-- DEINE AUFGABE 1 --
Schreib aus dem Textauszug zum Serverfehler im Wintersportforum alles von „Mit dem neuen“ bis hinunter zu „ist problemlos gegangen.“ wortgetreu ab.

::: TEXTAUSZUG

# Off Bike > Ankündigungen und Fragen zum Board >  Im Wintersportforum kann kein Thread erstellt werden

## mankra

Es kommt immer eine 500 interner Serverfehler Seite

----------


## noox

Kann es sein, dass in der Überschrift ein ziemlich häufig vorkommendes kurzes Wort enthalten ist? Sowas wie "und", Artikel, .etc.

Das Forum sucht nach beim Erstellen des Threads nach ähnlichen Threads und das nicht unbedingt ganz geschickt. Und hin und wieder kommt es da zu Problemen, wenn so häufige kurze Wörter im Titel vorkommen. 

Mit dem neuen Server (im Frühjahr) ist's zwar deutlich besser geworden, aber hin und wieder tritt das auf. Ich muss mir da noch was überlegen, wie ich das abstellen kann.

Ich hab einen Thread aufgemacht, und es ist problemlos gegangen.

----------


## mankra

Der Titel war:
Kaufberatung RaceCarver für Piste mit ca. 15m Radius
Gerade wieder probiert, gleicher Fehler.
Nun geändert in:
Kaufberatung RaceCarver, Piste, 15mRadius 
Also eines der 3 Wörter: für, mit oder ca. dürfte Schuld sein

----------


## noox

Ich könnte das mal als Anlass nehmen, die Suche auf die MySQL-Volltextsuche umzustellen... Vielleicht trau ich mich in der Nacht...

----------


## noox

Dürften "für" und "mit" gewesen sein. Wörter mit 2 Buchstaben (ca) werden nicht indiziert. Hab grad gesehen, dass ich einige "Stop-Words" eingefügt hab, aber weder "für" noch "mit".

----------


## noox

Problem ist jetzt behoben:
https://www.downhill-board.com/49032...mgestellt.html

----------

::::::

-- DEINE AUFGABE 2 --
Gib aus den Einträgen weiter unten alles von der Zeile, die „Detect the computer monitor“ enthält, bis hinunter zur Zeile mit „xmin=129 ymin=202 xmax=352 ymax=532“ unverändert wieder, beide Zeilen eingeschlossen.

::: EINTRÄGE

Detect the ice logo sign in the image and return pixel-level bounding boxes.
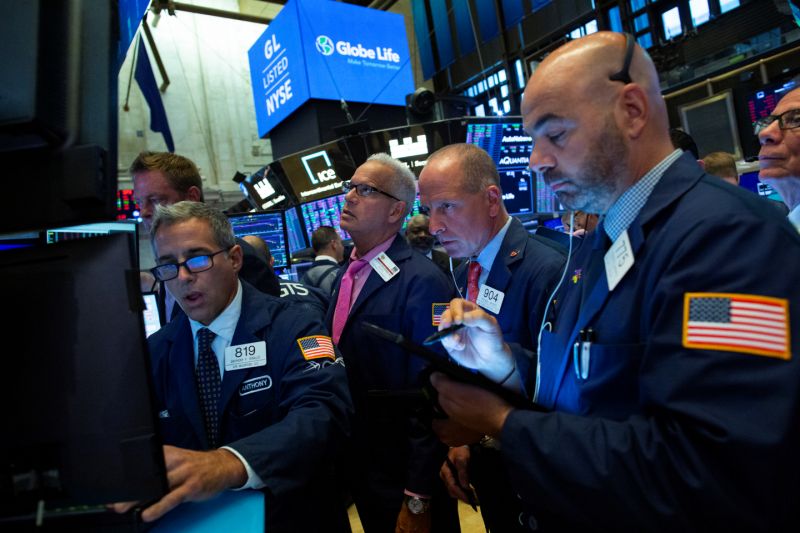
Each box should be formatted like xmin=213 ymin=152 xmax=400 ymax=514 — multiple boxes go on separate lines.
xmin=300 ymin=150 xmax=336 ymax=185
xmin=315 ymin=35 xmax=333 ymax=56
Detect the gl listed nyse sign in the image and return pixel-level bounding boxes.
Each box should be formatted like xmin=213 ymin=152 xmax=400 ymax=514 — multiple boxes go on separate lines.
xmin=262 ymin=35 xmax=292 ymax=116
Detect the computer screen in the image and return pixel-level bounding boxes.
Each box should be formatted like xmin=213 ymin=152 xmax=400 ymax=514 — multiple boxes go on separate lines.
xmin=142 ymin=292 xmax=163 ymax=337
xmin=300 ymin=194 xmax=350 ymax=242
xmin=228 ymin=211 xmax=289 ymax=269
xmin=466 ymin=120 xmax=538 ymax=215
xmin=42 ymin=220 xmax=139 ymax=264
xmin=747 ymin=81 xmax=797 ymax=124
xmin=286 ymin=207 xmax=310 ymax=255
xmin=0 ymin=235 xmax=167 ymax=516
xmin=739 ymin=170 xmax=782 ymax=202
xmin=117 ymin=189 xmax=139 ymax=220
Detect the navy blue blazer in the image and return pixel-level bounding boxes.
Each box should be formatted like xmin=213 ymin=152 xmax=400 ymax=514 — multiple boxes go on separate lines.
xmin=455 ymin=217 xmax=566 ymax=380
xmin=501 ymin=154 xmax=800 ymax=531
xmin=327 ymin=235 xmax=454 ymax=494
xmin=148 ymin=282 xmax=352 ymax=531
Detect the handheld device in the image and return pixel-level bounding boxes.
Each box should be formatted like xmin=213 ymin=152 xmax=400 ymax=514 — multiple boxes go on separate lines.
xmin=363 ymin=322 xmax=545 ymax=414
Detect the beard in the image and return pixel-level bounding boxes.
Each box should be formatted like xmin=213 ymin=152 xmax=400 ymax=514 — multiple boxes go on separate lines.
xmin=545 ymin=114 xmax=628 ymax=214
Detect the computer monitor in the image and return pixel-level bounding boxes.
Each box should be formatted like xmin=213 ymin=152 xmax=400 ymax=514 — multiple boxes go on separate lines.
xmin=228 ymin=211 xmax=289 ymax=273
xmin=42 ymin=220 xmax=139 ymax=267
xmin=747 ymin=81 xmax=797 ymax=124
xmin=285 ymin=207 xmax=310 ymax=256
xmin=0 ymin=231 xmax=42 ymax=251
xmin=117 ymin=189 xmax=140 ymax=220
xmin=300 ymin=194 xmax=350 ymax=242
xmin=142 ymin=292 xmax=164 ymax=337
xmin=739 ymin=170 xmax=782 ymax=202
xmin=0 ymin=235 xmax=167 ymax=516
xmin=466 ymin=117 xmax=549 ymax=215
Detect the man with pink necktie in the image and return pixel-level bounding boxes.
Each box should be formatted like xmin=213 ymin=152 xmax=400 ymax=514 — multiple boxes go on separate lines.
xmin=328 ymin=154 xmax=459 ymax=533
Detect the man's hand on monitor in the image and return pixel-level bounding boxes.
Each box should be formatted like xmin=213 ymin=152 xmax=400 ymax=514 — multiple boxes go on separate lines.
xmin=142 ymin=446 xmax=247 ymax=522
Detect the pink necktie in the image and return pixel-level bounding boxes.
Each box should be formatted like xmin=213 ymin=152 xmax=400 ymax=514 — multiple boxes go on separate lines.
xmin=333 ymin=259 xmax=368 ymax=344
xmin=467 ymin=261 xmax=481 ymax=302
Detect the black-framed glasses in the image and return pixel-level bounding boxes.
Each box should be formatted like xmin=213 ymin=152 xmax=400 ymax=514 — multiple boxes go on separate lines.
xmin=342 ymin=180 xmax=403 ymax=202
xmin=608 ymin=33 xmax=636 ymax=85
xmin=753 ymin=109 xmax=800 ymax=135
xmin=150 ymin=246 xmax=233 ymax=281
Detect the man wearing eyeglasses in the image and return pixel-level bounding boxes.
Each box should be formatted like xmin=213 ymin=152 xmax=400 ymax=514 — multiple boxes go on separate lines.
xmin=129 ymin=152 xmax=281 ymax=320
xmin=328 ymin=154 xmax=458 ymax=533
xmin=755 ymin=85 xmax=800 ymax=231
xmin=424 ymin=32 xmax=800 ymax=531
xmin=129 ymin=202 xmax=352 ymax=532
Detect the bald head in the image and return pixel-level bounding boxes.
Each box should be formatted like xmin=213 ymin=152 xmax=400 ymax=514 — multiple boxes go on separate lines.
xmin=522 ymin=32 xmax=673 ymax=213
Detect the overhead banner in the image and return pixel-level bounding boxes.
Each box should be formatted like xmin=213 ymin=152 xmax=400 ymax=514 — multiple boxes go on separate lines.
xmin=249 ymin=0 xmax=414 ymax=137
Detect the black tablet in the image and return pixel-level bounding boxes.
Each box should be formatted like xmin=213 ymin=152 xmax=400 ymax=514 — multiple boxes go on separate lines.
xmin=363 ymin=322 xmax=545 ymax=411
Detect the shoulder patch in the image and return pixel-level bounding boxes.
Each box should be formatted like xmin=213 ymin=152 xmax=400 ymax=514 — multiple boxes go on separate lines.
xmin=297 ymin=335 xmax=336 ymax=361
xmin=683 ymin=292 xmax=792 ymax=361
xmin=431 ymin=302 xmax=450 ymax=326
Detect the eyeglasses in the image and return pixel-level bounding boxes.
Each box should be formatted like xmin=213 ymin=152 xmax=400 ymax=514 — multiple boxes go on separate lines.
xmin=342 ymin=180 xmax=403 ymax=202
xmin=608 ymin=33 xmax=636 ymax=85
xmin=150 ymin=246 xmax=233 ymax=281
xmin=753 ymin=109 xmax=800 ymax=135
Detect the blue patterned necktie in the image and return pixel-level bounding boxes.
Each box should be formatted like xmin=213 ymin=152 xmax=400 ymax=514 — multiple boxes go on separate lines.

::::::

-- ERGEBNIS 1 --
Mit dem neuen Server (im Frühjahr) ist's zwar deutlich besser geworden, aber hin und wieder tritt das auf. Ich muss mir da noch was überlegen, wie ich das abstellen kann.

Ich hab einen Thread aufgemacht, und es ist problemlos gegangen.

-- ERGEBNIS 2 --
Detect the computer monitor in the image and return pixel-level bounding boxes.
Each box should be formatted like xmin=213 ymin=152 xmax=400 ymax=514 — multiple boxes go on separate lines.
xmin=228 ymin=211 xmax=289 ymax=273
xmin=42 ymin=220 xmax=139 ymax=267
xmin=747 ymin=81 xmax=797 ymax=124
xmin=285 ymin=207 xmax=310 ymax=256
xmin=0 ymin=231 xmax=42 ymax=251
xmin=117 ymin=189 xmax=140 ymax=220
xmin=300 ymin=194 xmax=350 ymax=242
xmin=142 ymin=292 xmax=164 ymax=337
xmin=739 ymin=170 xmax=782 ymax=202
xmin=0 ymin=235 xmax=167 ymax=516
xmin=466 ymin=117 xmax=549 ymax=215
Detect the man with pink necktie in the image and return pixel-level bounding boxes.
Each box should be formatted like xmin=213 ymin=152 xmax=400 ymax=514 — multiple boxes go on separate lines.
xmin=328 ymin=154 xmax=459 ymax=533
Detect the man's hand on monitor in the image and return pixel-level bounding boxes.
Each box should be formatted like xmin=213 ymin=152 xmax=400 ymax=514 — multiple boxes go on separate lines.
xmin=142 ymin=446 xmax=247 ymax=522
Detect the pink necktie in the image and return pixel-level bounding boxes.
Each box should be formatted like xmin=213 ymin=152 xmax=400 ymax=514 — multiple boxes go on separate lines.
xmin=333 ymin=259 xmax=368 ymax=344
xmin=467 ymin=261 xmax=481 ymax=302
Detect the black-framed glasses in the image and return pixel-level bounding boxes.
Each box should be formatted like xmin=213 ymin=152 xmax=400 ymax=514 — multiple boxes go on separate lines.
xmin=342 ymin=180 xmax=403 ymax=202
xmin=608 ymin=33 xmax=636 ymax=85
xmin=753 ymin=109 xmax=800 ymax=135
xmin=150 ymin=246 xmax=233 ymax=281
Detect the man wearing eyeglasses in the image and return pixel-level bounding boxes.
Each box should be formatted like xmin=213 ymin=152 xmax=400 ymax=514 — multiple boxes go on separate lines.
xmin=129 ymin=152 xmax=281 ymax=320
xmin=328 ymin=154 xmax=458 ymax=533
xmin=755 ymin=85 xmax=800 ymax=231
xmin=424 ymin=32 xmax=800 ymax=531
xmin=129 ymin=202 xmax=352 ymax=532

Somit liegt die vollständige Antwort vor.